→ **Set problem**
Pull out each line of the items that contains the string "flower". Matching is case-sensitive.

→ **Information given**
-------
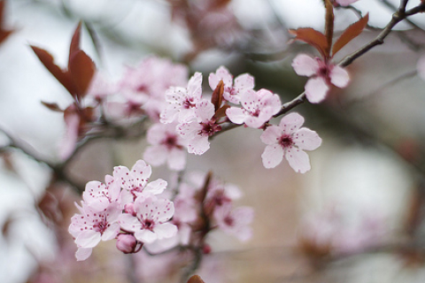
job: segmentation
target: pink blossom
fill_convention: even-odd
[[[135,201],[136,216],[124,213],[120,217],[122,229],[135,233],[135,237],[143,243],[171,238],[177,227],[167,222],[174,213],[173,203],[158,199],[154,195],[137,197]]]
[[[312,103],[325,99],[331,85],[345,88],[350,81],[348,73],[343,67],[305,54],[298,55],[292,61],[292,67],[297,74],[311,77],[305,89],[305,96]]]
[[[177,120],[184,123],[196,117],[195,109],[202,100],[202,73],[195,73],[189,80],[186,88],[170,88],[166,92],[166,108],[160,114],[161,123],[168,124]]]
[[[175,130],[175,124],[155,124],[147,134],[151,145],[146,149],[143,159],[153,166],[166,163],[168,168],[182,171],[186,166],[186,142]]]
[[[101,211],[110,203],[120,201],[121,188],[112,176],[104,177],[105,184],[92,180],[86,184],[86,189],[82,193],[84,203],[97,211]]]
[[[241,95],[241,105],[243,108],[230,107],[226,115],[235,124],[245,123],[246,126],[259,128],[272,119],[281,110],[281,99],[267,89],[245,89]]]
[[[233,234],[241,241],[247,241],[252,236],[250,224],[254,218],[254,210],[251,207],[238,207],[232,210],[227,203],[214,210],[213,217],[219,228],[227,233]]]
[[[116,247],[124,254],[130,254],[135,252],[137,246],[137,240],[135,236],[128,233],[120,233],[117,237]]]
[[[228,102],[238,104],[241,101],[241,91],[244,89],[254,88],[254,78],[248,74],[243,73],[237,76],[233,82],[233,75],[224,66],[220,66],[217,71],[210,73],[208,81],[212,90],[217,88],[220,80],[223,80],[224,92],[223,97]]]
[[[339,4],[341,6],[348,6],[354,2],[357,2],[359,0],[335,0],[337,4]]]
[[[77,205],[77,208],[81,214],[75,214],[71,218],[68,232],[75,238],[75,243],[79,248],[75,254],[77,260],[84,260],[90,256],[90,249],[96,247],[100,241],[112,240],[118,235],[120,233],[118,218],[121,210],[117,203],[111,203],[101,211],[84,203],[81,207]]]
[[[177,131],[188,141],[189,153],[201,155],[210,149],[208,138],[221,130],[213,119],[214,113],[214,105],[204,100],[195,107],[195,119],[177,126]]]
[[[143,160],[138,160],[131,171],[126,166],[113,168],[113,178],[123,188],[121,192],[123,204],[133,202],[139,195],[159,195],[164,191],[167,184],[162,179],[148,184],[151,172],[151,165],[146,164]]]
[[[304,150],[316,149],[321,139],[316,132],[301,127],[303,124],[304,118],[293,112],[283,117],[279,126],[270,126],[264,131],[261,141],[267,146],[261,158],[266,168],[277,166],[284,156],[296,172],[310,170],[310,159]]]

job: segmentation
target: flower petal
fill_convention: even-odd
[[[297,172],[305,173],[311,169],[308,155],[296,147],[286,149],[285,158],[290,163],[290,167]]]
[[[321,77],[308,80],[305,84],[305,96],[312,103],[319,103],[325,99],[329,87],[327,85],[325,80]]]
[[[261,142],[266,144],[274,144],[279,142],[282,136],[282,129],[277,126],[270,126],[263,132],[261,136]]]
[[[82,248],[94,248],[99,243],[101,235],[99,232],[87,230],[80,233],[75,239],[75,243]]]
[[[228,119],[235,124],[243,124],[245,120],[245,111],[242,108],[230,107],[226,110],[226,115]]]
[[[283,149],[279,144],[270,144],[266,147],[261,159],[266,168],[276,167],[283,158]]]
[[[297,132],[304,124],[304,117],[297,112],[291,112],[281,119],[279,126],[284,134],[291,134]]]
[[[321,144],[321,139],[319,134],[306,127],[300,128],[293,135],[293,141],[297,147],[305,150],[314,150]]]

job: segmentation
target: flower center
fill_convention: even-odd
[[[281,137],[279,144],[282,145],[282,148],[289,148],[294,144],[294,142],[290,135],[283,135]]]
[[[153,229],[154,224],[155,224],[155,223],[153,222],[152,219],[144,219],[143,228],[151,231],[151,230]]]
[[[201,123],[202,129],[199,131],[198,134],[202,136],[212,136],[216,132],[221,131],[221,126],[215,124],[215,121],[209,120],[206,123]]]
[[[183,102],[184,109],[189,109],[195,106],[196,106],[196,103],[193,103],[193,98],[186,98],[186,100]]]

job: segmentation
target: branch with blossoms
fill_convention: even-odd
[[[188,58],[220,42],[220,36],[214,37],[213,42],[200,37],[198,25],[211,11],[226,10],[228,2],[216,5],[212,2],[205,11],[198,11],[188,1],[170,1],[174,17],[183,19],[192,36],[197,39],[196,50]],[[189,78],[186,65],[156,57],[144,59],[136,67],[128,67],[119,81],[111,82],[81,50],[81,25],[71,40],[66,68],[57,65],[47,50],[31,46],[73,99],[65,109],[56,103],[42,102],[50,110],[63,114],[66,132],[58,150],[58,164],[35,159],[47,164],[62,180],[68,180],[63,175],[65,168],[91,141],[145,137],[149,143],[143,159],[131,169],[115,166],[104,181],[86,184],[82,201],[75,204],[78,213],[68,227],[77,246],[76,259],[88,259],[103,241],[115,241],[116,248],[124,254],[176,251],[182,260],[174,264],[186,267],[181,274],[181,281],[185,282],[197,272],[203,256],[211,252],[211,233],[221,230],[242,241],[248,241],[252,234],[250,225],[253,210],[235,207],[241,191],[212,172],[186,172],[187,153],[203,155],[209,150],[212,138],[243,126],[262,131],[260,140],[266,145],[261,155],[264,167],[274,168],[286,159],[295,172],[308,172],[311,165],[305,151],[318,149],[321,138],[303,126],[305,119],[300,114],[287,113],[305,101],[323,102],[334,87],[345,88],[350,76],[344,67],[382,44],[398,22],[425,11],[423,3],[406,11],[407,1],[402,1],[375,39],[336,64],[334,56],[367,27],[366,15],[334,41],[334,7],[353,2],[324,1],[324,34],[310,27],[290,31],[295,36],[293,41],[313,46],[320,57],[299,54],[294,58],[292,67],[297,74],[309,79],[304,93],[283,103],[277,94],[266,88],[255,89],[251,74],[234,77],[225,66],[220,66],[209,74],[210,89],[205,91],[201,73],[196,72]],[[273,119],[281,116],[279,123],[274,124]],[[33,155],[13,140],[10,146]],[[171,182],[163,179],[151,180],[151,166],[164,164],[179,172],[181,180],[177,184],[168,186]],[[68,182],[77,186],[71,180]],[[202,281],[197,278],[193,280]]]

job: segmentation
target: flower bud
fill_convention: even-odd
[[[118,235],[116,246],[124,254],[131,254],[135,252],[137,241],[132,234],[120,233]]]
[[[135,216],[135,203],[127,203],[124,206],[124,210],[132,216]]]

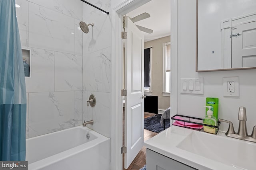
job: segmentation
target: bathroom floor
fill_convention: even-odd
[[[154,113],[144,112],[144,118],[148,117],[154,115]],[[124,121],[124,119],[123,120]],[[123,128],[123,134],[124,134],[124,128]],[[144,129],[144,141],[151,138],[157,135],[158,133],[152,132],[146,129]],[[124,142],[124,136],[123,135],[123,142]],[[123,145],[124,144],[123,143]],[[123,154],[123,167],[124,167],[124,154]],[[146,164],[146,148],[143,147],[138,154],[128,169],[124,168],[123,170],[138,170],[142,168]]]

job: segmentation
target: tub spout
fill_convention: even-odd
[[[83,126],[86,126],[86,125],[93,125],[93,121],[91,120],[89,121],[84,121],[84,123],[83,123]]]

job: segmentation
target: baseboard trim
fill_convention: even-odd
[[[162,115],[165,110],[166,110],[164,109],[158,109],[158,114]]]

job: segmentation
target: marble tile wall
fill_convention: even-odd
[[[88,1],[108,11],[111,0]],[[83,33],[83,117],[94,120],[88,127],[105,136],[111,136],[110,70],[111,66],[111,14],[108,15],[86,4],[83,4],[83,20],[93,23],[88,33]],[[88,107],[90,96],[95,96],[94,107]]]
[[[82,124],[111,135],[111,13],[80,0],[16,0],[21,42],[31,50],[26,78],[26,138]],[[111,0],[89,2],[110,12]],[[79,22],[94,23],[88,34]],[[95,107],[87,106],[91,94]]]

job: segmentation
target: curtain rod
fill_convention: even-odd
[[[95,5],[93,5],[91,3],[90,3],[88,2],[87,1],[85,1],[84,0],[81,0],[81,1],[83,2],[84,3],[86,3],[86,4],[90,5],[91,6],[93,6],[93,7],[98,9],[98,10],[100,10],[101,11],[102,11],[102,12],[105,12],[105,13],[106,13],[108,15],[108,14],[109,14],[109,12],[107,12],[106,11],[104,11],[104,10],[102,10],[102,9],[100,8],[99,7],[97,7],[97,6],[95,6]]]

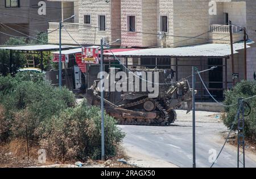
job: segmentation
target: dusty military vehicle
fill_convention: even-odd
[[[148,79],[148,72],[153,73],[155,72],[159,74],[158,83],[154,83],[154,80],[149,81],[140,77],[144,73],[146,74],[145,78]],[[138,88],[139,90],[137,89],[131,92],[129,90],[125,92],[117,92],[105,89],[104,91],[105,109],[109,115],[117,119],[119,124],[169,126],[176,119],[175,110],[181,107],[184,102],[187,103],[187,113],[192,109],[192,93],[189,82],[185,79],[174,81],[172,70],[133,69],[126,73],[127,77],[132,73],[134,78],[138,80],[137,82],[139,81],[141,85]],[[117,84],[118,80],[115,79],[114,83]],[[88,97],[91,98],[89,101],[93,105],[100,105],[99,83],[100,80],[94,81],[88,91]],[[142,90],[145,84],[146,85],[159,86],[157,97],[149,97],[148,94],[151,92]],[[131,85],[131,82],[127,82],[127,88],[130,88]]]

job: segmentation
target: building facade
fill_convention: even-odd
[[[108,3],[80,0],[71,3],[77,18],[72,23],[64,24],[63,43],[99,45],[101,38],[104,38],[109,42],[121,39],[121,43],[114,45],[121,48],[178,48],[205,43],[230,46],[229,20],[233,24],[234,43],[242,43],[243,32],[241,28],[243,27],[246,27],[249,38],[256,40],[254,0],[110,0]],[[63,14],[65,14],[66,9],[63,6]],[[72,13],[68,13],[67,16]],[[50,24],[49,31],[57,28],[58,26],[57,23]],[[59,43],[58,33],[56,31],[49,35],[49,43]],[[74,42],[71,36],[77,42]],[[251,48],[247,49],[247,64],[245,63],[243,49],[234,55],[234,72],[231,56],[204,57],[203,60],[198,57],[170,57],[164,59],[162,64],[170,63],[174,68],[177,60],[179,66],[176,70],[182,72],[179,73],[177,79],[189,76],[192,65],[202,69],[218,66],[217,72],[205,73],[203,78],[210,88],[221,90],[233,86],[233,73],[239,74],[237,81],[246,78],[254,80],[256,78],[256,48],[254,44],[250,45]],[[130,60],[130,64],[138,65],[154,64],[155,61],[154,58]],[[214,91],[212,92],[220,95]]]
[[[63,1],[63,15],[66,18],[75,15],[73,22],[64,22],[62,41],[65,44],[99,45],[104,38],[106,41],[121,39],[121,2],[112,0],[97,2],[93,0]],[[73,6],[73,11],[65,7]],[[50,23],[48,31],[59,28],[59,23]],[[67,32],[68,31],[68,32]],[[76,42],[71,37],[72,36]],[[59,32],[49,34],[49,42],[59,43]],[[120,43],[113,45],[120,45]]]
[[[34,37],[47,32],[48,22],[57,22],[61,18],[60,2],[2,0],[0,9],[0,44],[11,36]]]

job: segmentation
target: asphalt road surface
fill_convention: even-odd
[[[177,121],[172,126],[119,126],[126,134],[124,146],[174,164],[179,167],[192,167],[192,123]],[[217,155],[224,140],[220,132],[226,131],[221,123],[200,122],[196,124],[197,167],[210,167],[210,156]],[[209,150],[212,153],[209,154]],[[226,144],[213,167],[237,167],[237,148]],[[246,166],[256,167],[255,159],[246,156]]]

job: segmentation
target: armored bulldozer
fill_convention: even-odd
[[[156,72],[158,72],[157,83],[154,82],[156,78],[154,74]],[[154,78],[150,81],[147,80],[149,72],[153,74]],[[133,80],[135,79],[135,82],[128,81],[126,84],[122,81],[122,85],[125,86],[125,88],[127,88],[127,90],[118,92],[105,89],[104,91],[105,109],[109,115],[117,119],[119,124],[169,126],[176,119],[175,110],[181,107],[185,102],[187,103],[187,113],[192,109],[192,93],[189,82],[185,79],[174,81],[172,70],[133,69],[126,72],[126,74],[127,78],[130,78],[131,76]],[[144,78],[142,77],[142,74],[144,74]],[[109,78],[109,75],[107,79]],[[136,81],[136,79],[138,80]],[[139,87],[134,90],[138,86],[138,82]],[[115,80],[114,84],[118,84],[118,81]],[[150,97],[152,91],[143,90],[143,85],[151,87],[158,85],[158,88],[156,88],[157,95]],[[131,90],[131,88],[133,87],[133,90]],[[91,105],[100,105],[100,81],[94,81],[89,89],[91,92],[88,94],[92,97],[89,100]]]

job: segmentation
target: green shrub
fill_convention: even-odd
[[[63,110],[41,123],[38,131],[40,144],[52,156],[65,160],[85,160],[101,157],[101,112],[97,107],[89,107],[86,102],[75,108]],[[105,154],[116,154],[117,145],[124,134],[116,121],[105,115]]]
[[[84,101],[76,106],[67,89],[51,86],[36,73],[0,76],[0,142],[26,136],[55,159],[101,157],[101,110]],[[116,154],[124,134],[105,115],[105,153]],[[64,156],[64,157],[63,157]]]
[[[256,82],[242,81],[237,84],[232,90],[226,91],[224,104],[230,105],[238,102],[240,98],[246,98],[256,95]],[[247,137],[255,140],[256,137],[256,98],[247,101],[251,108],[251,114],[245,118],[245,134]],[[224,124],[230,128],[238,110],[238,106],[225,107],[226,118],[224,119]],[[237,120],[235,122],[235,128],[237,128]]]
[[[22,136],[27,126],[31,136],[38,138],[34,132],[40,123],[73,106],[75,95],[65,88],[53,87],[36,73],[19,73],[0,76],[0,105],[6,111],[2,120],[9,124],[5,132],[9,139]]]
-------
→ **Response below**
target: flower petal
target: flower center
target: flower bud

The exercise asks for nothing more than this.